Top of SUPPLIED MATERIAL

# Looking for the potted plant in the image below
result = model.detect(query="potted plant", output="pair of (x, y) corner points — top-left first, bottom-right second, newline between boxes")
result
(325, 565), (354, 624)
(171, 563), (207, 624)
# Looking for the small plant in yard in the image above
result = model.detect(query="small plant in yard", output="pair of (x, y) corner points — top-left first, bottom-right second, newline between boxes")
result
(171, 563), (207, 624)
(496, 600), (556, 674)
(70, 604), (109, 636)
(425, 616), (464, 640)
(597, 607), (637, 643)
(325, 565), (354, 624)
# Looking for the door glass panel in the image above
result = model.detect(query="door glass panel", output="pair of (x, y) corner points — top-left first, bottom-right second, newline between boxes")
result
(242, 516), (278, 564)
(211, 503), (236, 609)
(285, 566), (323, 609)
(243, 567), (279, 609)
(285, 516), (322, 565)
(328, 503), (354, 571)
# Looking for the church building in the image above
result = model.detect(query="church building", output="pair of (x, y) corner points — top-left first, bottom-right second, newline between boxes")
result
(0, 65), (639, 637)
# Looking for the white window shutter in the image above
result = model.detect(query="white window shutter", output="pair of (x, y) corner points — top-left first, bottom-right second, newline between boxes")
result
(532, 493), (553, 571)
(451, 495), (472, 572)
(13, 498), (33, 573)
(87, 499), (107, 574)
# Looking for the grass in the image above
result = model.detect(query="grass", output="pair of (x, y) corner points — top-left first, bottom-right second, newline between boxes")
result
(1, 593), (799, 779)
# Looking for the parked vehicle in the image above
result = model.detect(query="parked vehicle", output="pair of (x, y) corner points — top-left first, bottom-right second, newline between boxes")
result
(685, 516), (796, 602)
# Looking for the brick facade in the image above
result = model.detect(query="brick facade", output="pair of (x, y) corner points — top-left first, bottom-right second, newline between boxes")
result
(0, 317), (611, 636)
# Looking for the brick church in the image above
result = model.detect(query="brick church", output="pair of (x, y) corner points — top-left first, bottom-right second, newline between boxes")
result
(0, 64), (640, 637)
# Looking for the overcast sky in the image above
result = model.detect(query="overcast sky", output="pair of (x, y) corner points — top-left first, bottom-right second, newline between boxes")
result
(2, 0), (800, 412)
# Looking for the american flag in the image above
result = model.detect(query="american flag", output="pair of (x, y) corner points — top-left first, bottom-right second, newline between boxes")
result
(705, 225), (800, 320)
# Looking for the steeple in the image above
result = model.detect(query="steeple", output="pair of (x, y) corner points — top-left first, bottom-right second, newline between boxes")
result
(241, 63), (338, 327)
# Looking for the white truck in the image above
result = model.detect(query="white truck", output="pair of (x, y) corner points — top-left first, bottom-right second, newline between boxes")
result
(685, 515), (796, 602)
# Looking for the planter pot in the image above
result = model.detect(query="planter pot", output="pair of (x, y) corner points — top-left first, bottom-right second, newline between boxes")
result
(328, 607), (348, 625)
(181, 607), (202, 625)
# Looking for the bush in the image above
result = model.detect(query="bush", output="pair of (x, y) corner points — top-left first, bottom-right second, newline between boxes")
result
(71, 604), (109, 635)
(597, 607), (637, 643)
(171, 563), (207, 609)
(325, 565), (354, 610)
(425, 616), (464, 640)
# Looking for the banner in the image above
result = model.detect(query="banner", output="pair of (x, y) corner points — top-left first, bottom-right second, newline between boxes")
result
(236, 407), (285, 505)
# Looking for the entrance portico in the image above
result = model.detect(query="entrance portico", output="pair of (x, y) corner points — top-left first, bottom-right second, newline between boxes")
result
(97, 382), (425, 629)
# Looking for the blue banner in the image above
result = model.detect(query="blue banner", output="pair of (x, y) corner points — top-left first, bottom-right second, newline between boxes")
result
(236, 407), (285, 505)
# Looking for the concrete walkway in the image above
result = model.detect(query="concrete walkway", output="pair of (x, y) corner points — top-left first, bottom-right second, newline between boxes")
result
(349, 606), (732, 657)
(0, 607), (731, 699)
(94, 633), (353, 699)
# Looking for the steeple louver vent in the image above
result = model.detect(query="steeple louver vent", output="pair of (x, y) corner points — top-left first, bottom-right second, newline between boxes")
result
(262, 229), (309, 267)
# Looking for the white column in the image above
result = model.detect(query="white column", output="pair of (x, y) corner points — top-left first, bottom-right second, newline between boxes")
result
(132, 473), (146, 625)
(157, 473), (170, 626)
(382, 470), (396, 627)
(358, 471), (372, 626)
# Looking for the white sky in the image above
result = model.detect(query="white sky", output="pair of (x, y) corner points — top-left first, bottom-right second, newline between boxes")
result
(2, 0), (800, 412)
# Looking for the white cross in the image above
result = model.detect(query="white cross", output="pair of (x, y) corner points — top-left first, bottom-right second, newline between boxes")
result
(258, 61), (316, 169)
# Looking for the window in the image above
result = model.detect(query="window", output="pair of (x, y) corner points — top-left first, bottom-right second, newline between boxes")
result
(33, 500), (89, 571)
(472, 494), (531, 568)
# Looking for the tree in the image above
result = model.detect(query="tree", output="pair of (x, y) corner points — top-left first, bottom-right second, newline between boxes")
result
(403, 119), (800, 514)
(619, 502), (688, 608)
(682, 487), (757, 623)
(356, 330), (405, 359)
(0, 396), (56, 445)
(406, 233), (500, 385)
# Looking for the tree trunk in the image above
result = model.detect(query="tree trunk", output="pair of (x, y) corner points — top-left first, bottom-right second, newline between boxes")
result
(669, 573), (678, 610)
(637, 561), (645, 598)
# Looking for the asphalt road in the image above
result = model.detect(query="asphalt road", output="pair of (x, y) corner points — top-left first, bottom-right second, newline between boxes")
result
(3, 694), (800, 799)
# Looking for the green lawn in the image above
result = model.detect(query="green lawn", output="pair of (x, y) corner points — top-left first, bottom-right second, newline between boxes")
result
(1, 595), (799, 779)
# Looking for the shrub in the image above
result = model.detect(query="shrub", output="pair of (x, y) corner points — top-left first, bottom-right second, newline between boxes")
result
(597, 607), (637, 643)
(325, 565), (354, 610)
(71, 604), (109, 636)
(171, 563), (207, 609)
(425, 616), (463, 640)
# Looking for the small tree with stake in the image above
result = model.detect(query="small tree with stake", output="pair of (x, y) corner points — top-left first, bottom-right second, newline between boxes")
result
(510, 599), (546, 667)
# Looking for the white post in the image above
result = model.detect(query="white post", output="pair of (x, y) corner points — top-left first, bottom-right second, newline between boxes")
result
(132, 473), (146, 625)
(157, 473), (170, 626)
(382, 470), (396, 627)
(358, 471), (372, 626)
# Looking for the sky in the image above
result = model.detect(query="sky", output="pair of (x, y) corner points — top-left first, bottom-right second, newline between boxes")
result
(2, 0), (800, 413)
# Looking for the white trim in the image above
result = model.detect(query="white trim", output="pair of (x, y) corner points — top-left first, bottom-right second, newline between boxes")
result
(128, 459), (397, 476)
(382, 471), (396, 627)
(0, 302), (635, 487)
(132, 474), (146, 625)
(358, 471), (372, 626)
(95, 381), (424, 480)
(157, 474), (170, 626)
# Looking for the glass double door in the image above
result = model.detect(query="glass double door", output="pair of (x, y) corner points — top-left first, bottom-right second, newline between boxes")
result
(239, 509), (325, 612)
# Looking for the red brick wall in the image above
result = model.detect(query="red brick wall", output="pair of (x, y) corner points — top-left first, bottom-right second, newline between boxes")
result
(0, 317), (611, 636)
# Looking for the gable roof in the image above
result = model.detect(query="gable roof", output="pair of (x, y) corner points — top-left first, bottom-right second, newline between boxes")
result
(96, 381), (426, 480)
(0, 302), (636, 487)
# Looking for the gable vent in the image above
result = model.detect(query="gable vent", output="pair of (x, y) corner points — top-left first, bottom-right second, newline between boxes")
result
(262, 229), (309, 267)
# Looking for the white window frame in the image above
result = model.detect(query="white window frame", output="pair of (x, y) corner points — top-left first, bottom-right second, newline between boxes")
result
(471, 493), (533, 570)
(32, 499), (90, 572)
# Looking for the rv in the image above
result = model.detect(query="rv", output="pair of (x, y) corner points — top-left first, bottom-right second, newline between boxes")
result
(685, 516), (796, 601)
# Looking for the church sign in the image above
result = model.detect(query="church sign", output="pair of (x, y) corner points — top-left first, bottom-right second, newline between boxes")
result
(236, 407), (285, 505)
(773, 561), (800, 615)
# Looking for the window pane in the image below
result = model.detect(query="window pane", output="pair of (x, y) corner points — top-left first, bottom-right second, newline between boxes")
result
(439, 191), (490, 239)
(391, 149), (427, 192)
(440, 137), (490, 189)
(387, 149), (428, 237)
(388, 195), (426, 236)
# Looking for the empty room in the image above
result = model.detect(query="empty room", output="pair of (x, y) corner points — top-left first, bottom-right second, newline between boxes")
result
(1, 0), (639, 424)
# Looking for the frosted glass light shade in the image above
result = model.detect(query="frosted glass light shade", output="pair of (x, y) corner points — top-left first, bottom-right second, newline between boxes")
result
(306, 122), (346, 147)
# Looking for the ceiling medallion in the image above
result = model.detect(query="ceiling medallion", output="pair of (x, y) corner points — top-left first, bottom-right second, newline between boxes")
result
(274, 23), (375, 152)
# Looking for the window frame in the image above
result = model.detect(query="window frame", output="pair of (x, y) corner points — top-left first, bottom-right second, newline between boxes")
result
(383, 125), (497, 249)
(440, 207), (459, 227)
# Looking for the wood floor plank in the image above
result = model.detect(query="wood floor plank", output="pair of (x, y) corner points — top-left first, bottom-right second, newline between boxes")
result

Bottom of SUPPLIED MATERIAL

> **PROMPT**: Only the lines from the one with "# Looking for the rv in the image above" through the last line above should be restated, word for word.

> **TASK ANSWER**:
# Looking for the rv in the image above
result = model.detect(query="rv", output="pair of (x, y) corner points — top-left first, bottom-right second, newline between boxes")
result
(685, 516), (796, 601)
# Looking for the church sign in the image above
result = model.detect(query="church sign", output="pair of (x, y) corner points — top-left first, bottom-right second, newline between boxes")
result
(236, 407), (285, 505)
(773, 561), (800, 615)
# Looking for the window pane in the image below
result = model.detect(query="window pane", output="pair of (x, y) corner points — top-left first, bottom-right second, newline between boxes")
result
(439, 191), (490, 239)
(391, 149), (427, 192)
(440, 137), (490, 189)
(387, 149), (428, 237)
(388, 195), (426, 236)
# Looking for the empty room in the image above
result = model.detect(query="empty room", output="pair of (x, y) corner points — top-left first, bottom-right second, newline between boxes")
result
(1, 0), (639, 424)
# Looking for the frosted glass light shade in the image above
result = model.detect(query="frosted glass light shade", output="pair of (x, y) corner points — top-left first, bottom-right second, newline between boxes")
result
(306, 122), (346, 147)
# Looking for the ceiling medallion in the image above
result = model.detect(query="ceiling medallion", output="pair of (x, y) corner points — top-left first, bottom-right second, newline between boxes")
result
(274, 23), (375, 152)
# Looking for the window frame in the image above
result = model.detect(query="window frame", output="pair of (x, y) corner points — top-left first, bottom-right second, newline between boxes")
result
(383, 125), (497, 249)
(440, 207), (459, 227)
# Looking for the wood floor plank in the image above
result = model.detect(query="wood floor plank", output="pair of (x, y) corner points — top-left first, bottom-right second, newline between boxes")
result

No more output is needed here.